_Exercise directions_
In the text on omnichannel, what does the Latin word "omnis" mean?

_Extracted text_
▼
= Omnichannel =

Business strategy

Omnichannel is a neologism describing a business strategy. According to Frost & Sullivan, omnichannel is defined as "seamless and effortless, high-quality customer experiences that occur within and between contact channels".

==History==
"Omnis" is Latin for "every/all" and here suggests the integration of all physical channels (offline) and digital channels (online) to offer a unified customer experience.

The effort to unify channels has a long history across all market sectors. Efforts like single-source publishing and responsive web design, however, were usually focused on internal efficiencies, formatting consistency, and simple de-duplication across channels. As the number of channels proliferated, the potential for a disjointed experience when switching or working with multiple channels increased. Channels like mobile devices, the mobile web, mobile apps, contextual help, augmented reality, virtual reality, and chatbots are used in addition to traditional physical and human interaction channels. This creates a complex matrix of possible ways an individual can engage an organization and its offerings or complete a task.
▲
_Given material_
▼
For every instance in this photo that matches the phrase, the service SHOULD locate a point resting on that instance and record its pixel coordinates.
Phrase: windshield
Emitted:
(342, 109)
▲
_Reply to the exercise_
"Every" or "all."